### Task description
Everything from the line containing "Pick out the straw" to the last line of the records must be returned verbatim; nothing else belongs in the output.

### Dataset records

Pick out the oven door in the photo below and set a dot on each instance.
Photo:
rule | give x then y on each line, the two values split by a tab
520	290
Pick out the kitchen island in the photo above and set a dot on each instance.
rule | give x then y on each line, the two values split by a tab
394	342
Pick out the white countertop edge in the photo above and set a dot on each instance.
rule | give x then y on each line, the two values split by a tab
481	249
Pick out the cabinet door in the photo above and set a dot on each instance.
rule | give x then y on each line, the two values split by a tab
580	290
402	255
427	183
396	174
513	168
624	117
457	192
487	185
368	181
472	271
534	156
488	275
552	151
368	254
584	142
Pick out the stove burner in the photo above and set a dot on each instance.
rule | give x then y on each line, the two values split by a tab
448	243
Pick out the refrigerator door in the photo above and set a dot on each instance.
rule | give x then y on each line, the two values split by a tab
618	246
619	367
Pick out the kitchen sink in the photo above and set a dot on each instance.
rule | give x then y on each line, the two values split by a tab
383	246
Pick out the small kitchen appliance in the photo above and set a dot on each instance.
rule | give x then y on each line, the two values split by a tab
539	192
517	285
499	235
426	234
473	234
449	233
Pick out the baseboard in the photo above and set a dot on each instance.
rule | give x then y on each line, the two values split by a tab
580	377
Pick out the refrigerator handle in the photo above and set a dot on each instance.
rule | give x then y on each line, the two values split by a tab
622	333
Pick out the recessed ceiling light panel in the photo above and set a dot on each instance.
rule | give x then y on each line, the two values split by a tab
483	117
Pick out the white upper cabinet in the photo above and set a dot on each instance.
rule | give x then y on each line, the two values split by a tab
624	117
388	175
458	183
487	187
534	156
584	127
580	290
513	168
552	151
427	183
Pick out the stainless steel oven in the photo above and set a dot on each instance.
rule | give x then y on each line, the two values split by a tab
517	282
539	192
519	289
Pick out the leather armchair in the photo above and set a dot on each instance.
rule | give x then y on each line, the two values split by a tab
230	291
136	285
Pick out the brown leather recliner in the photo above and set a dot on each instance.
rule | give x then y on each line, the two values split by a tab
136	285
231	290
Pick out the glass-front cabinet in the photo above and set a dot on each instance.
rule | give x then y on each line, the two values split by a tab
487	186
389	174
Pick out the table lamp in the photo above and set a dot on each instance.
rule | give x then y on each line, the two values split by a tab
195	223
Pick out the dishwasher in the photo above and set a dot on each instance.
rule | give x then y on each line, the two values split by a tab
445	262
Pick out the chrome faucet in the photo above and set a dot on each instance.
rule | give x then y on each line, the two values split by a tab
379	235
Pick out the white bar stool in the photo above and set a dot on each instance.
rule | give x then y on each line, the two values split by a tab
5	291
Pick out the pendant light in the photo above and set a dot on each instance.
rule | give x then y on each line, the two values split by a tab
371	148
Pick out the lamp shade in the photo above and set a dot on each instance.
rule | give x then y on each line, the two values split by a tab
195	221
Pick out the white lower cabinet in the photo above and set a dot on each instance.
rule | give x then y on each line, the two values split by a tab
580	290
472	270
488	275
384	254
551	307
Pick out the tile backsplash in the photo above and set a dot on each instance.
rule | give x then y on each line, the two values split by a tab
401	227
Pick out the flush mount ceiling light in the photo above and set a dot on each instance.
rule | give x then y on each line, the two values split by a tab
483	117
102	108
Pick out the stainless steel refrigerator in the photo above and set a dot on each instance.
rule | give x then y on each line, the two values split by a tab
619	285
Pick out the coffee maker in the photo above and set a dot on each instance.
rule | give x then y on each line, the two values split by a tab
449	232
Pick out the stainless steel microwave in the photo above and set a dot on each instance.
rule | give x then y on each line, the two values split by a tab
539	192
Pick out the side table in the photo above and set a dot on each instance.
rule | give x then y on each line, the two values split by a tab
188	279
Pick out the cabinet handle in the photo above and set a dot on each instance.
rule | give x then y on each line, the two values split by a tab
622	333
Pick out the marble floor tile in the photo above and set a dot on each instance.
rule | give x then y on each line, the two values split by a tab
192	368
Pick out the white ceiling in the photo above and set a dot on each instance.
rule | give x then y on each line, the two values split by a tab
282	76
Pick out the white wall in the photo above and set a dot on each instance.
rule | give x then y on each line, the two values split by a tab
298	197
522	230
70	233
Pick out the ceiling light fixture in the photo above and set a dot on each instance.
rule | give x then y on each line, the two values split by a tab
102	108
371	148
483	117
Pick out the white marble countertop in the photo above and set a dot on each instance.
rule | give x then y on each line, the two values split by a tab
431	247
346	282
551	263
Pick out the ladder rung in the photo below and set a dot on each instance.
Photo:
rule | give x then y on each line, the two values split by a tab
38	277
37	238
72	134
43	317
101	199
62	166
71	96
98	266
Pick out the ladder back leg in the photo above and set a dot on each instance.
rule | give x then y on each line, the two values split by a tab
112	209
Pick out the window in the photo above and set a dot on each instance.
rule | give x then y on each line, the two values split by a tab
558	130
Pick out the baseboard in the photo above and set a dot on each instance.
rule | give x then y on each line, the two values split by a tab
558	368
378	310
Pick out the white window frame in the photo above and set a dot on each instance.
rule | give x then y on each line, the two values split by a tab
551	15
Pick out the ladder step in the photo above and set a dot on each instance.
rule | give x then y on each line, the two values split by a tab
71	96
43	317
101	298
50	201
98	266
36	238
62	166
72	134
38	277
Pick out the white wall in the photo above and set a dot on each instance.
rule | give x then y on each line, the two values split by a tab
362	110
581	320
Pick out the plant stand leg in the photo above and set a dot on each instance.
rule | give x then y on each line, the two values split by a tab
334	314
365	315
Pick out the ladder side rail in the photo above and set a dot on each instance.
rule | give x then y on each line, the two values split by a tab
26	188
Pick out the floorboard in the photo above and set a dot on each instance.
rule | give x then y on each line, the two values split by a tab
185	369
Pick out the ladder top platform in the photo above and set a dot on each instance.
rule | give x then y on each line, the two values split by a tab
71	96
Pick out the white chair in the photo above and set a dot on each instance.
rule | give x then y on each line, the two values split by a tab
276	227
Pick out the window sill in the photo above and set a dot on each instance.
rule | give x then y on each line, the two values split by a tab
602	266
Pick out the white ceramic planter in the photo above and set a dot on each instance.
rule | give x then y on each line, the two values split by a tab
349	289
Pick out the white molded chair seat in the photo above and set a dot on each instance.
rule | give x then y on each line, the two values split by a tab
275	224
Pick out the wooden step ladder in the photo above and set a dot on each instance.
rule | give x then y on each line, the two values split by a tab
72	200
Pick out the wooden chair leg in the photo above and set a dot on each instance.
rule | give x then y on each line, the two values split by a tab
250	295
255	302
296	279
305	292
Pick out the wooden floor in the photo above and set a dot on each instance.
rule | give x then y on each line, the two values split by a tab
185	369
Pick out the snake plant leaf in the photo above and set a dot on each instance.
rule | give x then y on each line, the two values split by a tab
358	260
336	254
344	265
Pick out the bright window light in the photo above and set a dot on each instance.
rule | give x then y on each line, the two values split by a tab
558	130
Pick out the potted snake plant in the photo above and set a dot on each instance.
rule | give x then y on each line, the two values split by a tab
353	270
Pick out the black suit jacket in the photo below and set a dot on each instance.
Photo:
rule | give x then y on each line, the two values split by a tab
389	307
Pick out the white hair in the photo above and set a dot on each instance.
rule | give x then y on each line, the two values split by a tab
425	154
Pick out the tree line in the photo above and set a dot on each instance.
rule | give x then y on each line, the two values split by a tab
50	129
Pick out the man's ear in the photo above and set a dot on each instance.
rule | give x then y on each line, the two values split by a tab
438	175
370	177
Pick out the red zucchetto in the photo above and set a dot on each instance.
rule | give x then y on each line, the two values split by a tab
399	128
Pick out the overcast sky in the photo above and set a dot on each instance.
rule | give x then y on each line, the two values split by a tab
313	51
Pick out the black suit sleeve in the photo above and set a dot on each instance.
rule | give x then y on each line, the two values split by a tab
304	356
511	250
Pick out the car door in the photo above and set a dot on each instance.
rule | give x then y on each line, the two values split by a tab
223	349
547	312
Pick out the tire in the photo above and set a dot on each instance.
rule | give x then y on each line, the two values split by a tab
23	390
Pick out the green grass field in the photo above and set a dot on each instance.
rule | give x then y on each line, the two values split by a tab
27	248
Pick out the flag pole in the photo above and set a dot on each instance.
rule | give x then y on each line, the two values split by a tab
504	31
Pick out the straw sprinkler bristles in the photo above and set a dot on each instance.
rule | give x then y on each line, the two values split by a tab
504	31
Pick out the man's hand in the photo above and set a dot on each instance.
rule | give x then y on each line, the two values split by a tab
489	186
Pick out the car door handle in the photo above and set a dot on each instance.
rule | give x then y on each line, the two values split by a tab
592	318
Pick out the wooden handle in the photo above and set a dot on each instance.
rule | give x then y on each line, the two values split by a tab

### Completed exercise
Pick out the straw sprinkler bristles in the photo above and set a dot on each instance.
rule | give x then y on each line, the two values split by a tab
504	31
Pick out the man's hand in the photo above and set a dot on each instance.
rule | give x then y on each line, the two values split by a tab
489	186
Pick out the car door handle in the photo above and set a dot on each instance.
rule | give x then y on each line, the two values split by a tab
592	318
Pick out the wooden handle in the photo above and set a dot on each instance.
rule | give x then y on each line, the two values split by a tab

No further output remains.